'''
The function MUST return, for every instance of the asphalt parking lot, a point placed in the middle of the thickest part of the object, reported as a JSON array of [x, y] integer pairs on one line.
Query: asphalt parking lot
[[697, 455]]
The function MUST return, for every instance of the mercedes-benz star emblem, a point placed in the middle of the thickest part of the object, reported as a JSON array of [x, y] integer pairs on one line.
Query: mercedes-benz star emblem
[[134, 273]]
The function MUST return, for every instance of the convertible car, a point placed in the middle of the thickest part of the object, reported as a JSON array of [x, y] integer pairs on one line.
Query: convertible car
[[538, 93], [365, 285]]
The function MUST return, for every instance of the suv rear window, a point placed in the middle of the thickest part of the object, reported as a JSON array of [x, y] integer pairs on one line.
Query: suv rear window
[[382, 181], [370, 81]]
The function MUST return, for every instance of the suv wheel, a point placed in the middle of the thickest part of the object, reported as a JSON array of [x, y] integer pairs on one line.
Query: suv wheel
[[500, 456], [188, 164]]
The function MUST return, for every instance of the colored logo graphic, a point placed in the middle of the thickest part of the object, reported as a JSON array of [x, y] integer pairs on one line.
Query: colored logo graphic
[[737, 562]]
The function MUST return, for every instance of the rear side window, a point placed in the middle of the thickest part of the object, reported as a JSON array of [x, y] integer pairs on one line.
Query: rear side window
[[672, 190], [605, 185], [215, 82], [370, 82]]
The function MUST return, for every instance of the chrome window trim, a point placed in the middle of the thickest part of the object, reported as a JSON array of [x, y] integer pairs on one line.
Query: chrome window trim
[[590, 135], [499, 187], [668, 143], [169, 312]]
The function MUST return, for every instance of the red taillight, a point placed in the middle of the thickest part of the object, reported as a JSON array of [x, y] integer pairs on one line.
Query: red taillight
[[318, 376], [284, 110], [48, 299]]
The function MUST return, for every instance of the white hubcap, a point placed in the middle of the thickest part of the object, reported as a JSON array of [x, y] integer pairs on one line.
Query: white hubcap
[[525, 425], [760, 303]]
'''
== ABOUT THIS EXERCISE ==
Retype word for word the line above with "The function MUST return, for every instance of the rear" and all lines after it, nothing else.

== PROBLEM SOLUTION ==
The function MUST return, for every instance of the rear side window, a point placed in the middle of the thickest part of the object, reported as a JSON array of [x, y] integer pairs on one line.
Query: rear side window
[[672, 190], [605, 185], [215, 82], [370, 82]]
The function MUST return, for every instance of the chrome window trim, a point placed in the middle of the thickest part of the object, reported as a JSON array of [x, y] integer pairs on one line.
Query: chrome window trim
[[590, 135], [499, 187], [668, 143], [169, 312]]
The function MUST return, for every instance of the red taillight, a point placed in the middle of the thickest part of the object, reported as a JSON array of [x, y] integer pairs on one line.
Query: red taillight
[[318, 376], [284, 110], [48, 299]]
The function MUST return, for every instance of the white hubcap, a point placed in the middle of the thickest part of the object, reported as a JSON array of [x, y] integer pairs on one line.
Query: white hubcap
[[525, 425], [760, 303]]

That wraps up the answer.